Selection
S&P Dow Jones Indices confirmed late on May 27, 2026 that FedEx Freight Holding Company (NYSE: FDXF) will replace EPAM Systems (NYSE: EPAM) in the S&P 500 effective the open of trading on June 2, 2026. Hours earlier, the index committee announced that FDXF will also replace American Airlines Group (NASDAQ: AAL) in the Dow Jones Transportation Average on June 1, 2026 — the same day FedEx Corp. closes the long-planned spin-off of its less-than-truckload (LTL) freight unit.
The double inclusion turns FDXF from a Form 10 abstraction into a forced-purchase line item for every S&P 500 index fund on the planet, and it caps an 18-month corporate separation that began with a December 2024 announcement and survived a soft-freight tape. For capital markets observers, the deal is a clean case study in how a modern tax-free spin gets financed, indexed, and absorbed by passive vehicles.

Aim of the exercise
Reproduce verbatim the stretch of the FedEx Freight article from "S&P Dow Jones" through "(LTL) freight unit.". Work only from the FedEx Freight article, with no outside sources.

Information provided
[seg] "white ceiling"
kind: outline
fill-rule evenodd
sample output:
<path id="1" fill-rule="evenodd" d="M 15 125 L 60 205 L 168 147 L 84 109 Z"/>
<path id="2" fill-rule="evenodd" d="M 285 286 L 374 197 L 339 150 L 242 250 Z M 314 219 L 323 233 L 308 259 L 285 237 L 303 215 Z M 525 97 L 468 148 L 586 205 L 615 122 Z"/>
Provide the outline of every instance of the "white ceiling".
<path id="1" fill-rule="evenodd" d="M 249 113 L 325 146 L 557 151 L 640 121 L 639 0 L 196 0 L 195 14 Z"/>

Solution
S&P Dow Jones Indices confirmed late on May 27, 2026 that FedEx Freight Holding Company (NYSE: FDXF) will replace EPAM Systems (NYSE: EPAM) in the S&P 500 effective the open of trading on June 2, 2026. Hours earlier, the index committee announced that FDXF will also replace American Airlines Group (NASDAQ: AAL) in the Dow Jones Transportation Average on June 1, 2026 — the same day FedEx Corp. closes the long-planned spin-off of its less-than-truckload (LTL) freight unit.